Clinical Uncertainties, Health Service Challenges, and Ethical Complexities of HIV "Test-and-Treat": A Systematic Review

Abstract

Despite the HIV "test-and-treat" strategy's promise, questions about its clinical rationale, operational feasibility, and ethical appropriateness have led to vigorous debate in the global HIV community. We performed a systematic review of the literature published between January 2009 and May 2012 using PubMed, SCOPUS, Global Health, Web of Science, BIOSIS, Cochrane CENTRAL, EBSCO Africa-Wide Information, and EBSCO CINAHL Plus databases to summarize clinical uncertainties, health service challenges, and ethical complexities that may affect the test-and-treat strategy's success. A thoughtful approach to research and implementation to address clinical and health service questions and meaningful community engagement regarding ethical complexities may bring us closer to safe, feasible, and effective test-and-treat implementation.

■ WORK TO COMPLETE ■
A. From the abstract on HIV test-and-treat, reproduce the passage from "Despite the HIV" up to and including "effective test-and-treat implementation.".
B. Write a continuation of the HIV test-and-treat review, picking up after its abstract ends.
The items that come next have no connection to the systematic review abstract.

■ DATASET EXTRACT ■
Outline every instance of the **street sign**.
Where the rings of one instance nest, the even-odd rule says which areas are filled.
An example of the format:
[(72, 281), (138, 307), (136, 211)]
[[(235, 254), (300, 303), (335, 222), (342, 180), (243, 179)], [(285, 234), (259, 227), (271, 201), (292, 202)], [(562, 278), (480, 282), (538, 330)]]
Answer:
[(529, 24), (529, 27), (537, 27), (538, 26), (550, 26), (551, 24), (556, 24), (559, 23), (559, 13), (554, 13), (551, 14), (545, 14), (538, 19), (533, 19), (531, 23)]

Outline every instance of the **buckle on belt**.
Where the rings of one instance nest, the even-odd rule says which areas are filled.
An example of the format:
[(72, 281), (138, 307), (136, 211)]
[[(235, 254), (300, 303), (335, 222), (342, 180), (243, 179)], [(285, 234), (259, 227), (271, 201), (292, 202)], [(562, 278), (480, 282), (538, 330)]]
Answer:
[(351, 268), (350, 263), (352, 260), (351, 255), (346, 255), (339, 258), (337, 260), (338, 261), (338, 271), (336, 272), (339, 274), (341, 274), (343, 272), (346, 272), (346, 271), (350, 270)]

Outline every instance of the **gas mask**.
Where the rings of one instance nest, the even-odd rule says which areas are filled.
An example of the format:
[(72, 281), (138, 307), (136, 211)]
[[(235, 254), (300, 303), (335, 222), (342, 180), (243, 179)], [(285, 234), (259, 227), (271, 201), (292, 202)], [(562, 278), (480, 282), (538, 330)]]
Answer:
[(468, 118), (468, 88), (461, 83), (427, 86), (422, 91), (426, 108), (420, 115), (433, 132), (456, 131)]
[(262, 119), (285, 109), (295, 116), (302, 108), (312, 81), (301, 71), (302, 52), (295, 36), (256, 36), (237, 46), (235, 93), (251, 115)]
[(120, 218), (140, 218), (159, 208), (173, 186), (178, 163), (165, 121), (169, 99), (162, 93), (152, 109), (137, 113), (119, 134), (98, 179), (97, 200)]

■ TASK ANSWERS ■
A.
Despite the HIV "test-and-treat" strategy's promise, questions about its clinical rationale, operational feasibility, and ethical appropriateness have led to vigorous debate in the global HIV community. We performed a systematic review of the literature published between January 2009 and May 2012 using PubMed, SCOPUS, Global Health, Web of Science, BIOSIS, Cochrane CENTRAL, EBSCO Africa-Wide Information, and EBSCO CINAHL Plus databases to summarize clinical uncertainties, health service challenges, and ethical complexities that may affect the test-and-treat strategy's success. A thoughtful approach to research and implementation to address clinical and health service questions and meaningful community engagement regarding ethical complexities may bring us closer to safe, feasible, and effective test-and-treat implementation.

B.
Additional Information

© 2013 American Public Health Association. Accepted on: Feb 1, 2013. This research was supported by the University of California, Los Angeles (UCLA), Robert Wood Johnson Foundation Clinical Scholars Program (to S. P. K.); the National Institutes of Health (NIH), National Institute of General Medical Sciences (grant GM08042 to K. V. S.); the UCLA-Caltech Medical Scientist Training Program (to K. V. S.); the Centers for AIDS Research (grant 5P30 AI028697 to A. P. M.); the UCLA AIDS Institute (to A. P. M.); and the UCLA Clinical and Translational Science Institute (grant 1UL 1RR033 176 to A. P. M.). The authors thank Shilpa Sayana, MD, MPH, for helpful discussion and comments on earlier versions of this article. Contributors: S. P. Kulkarni and A. P. Mahajan were responsible for the conceptualization and design of the study. S. P. Kulkarni led the writing of the article. All authors participated in developing the review protocol, reviewing articles for inclusion criteria, extracting data from the articles, interpreting the data, and revising the article; all approved the final version. Human Participant Protection: No protocol approval was necessary because data were obtained from secondary sources.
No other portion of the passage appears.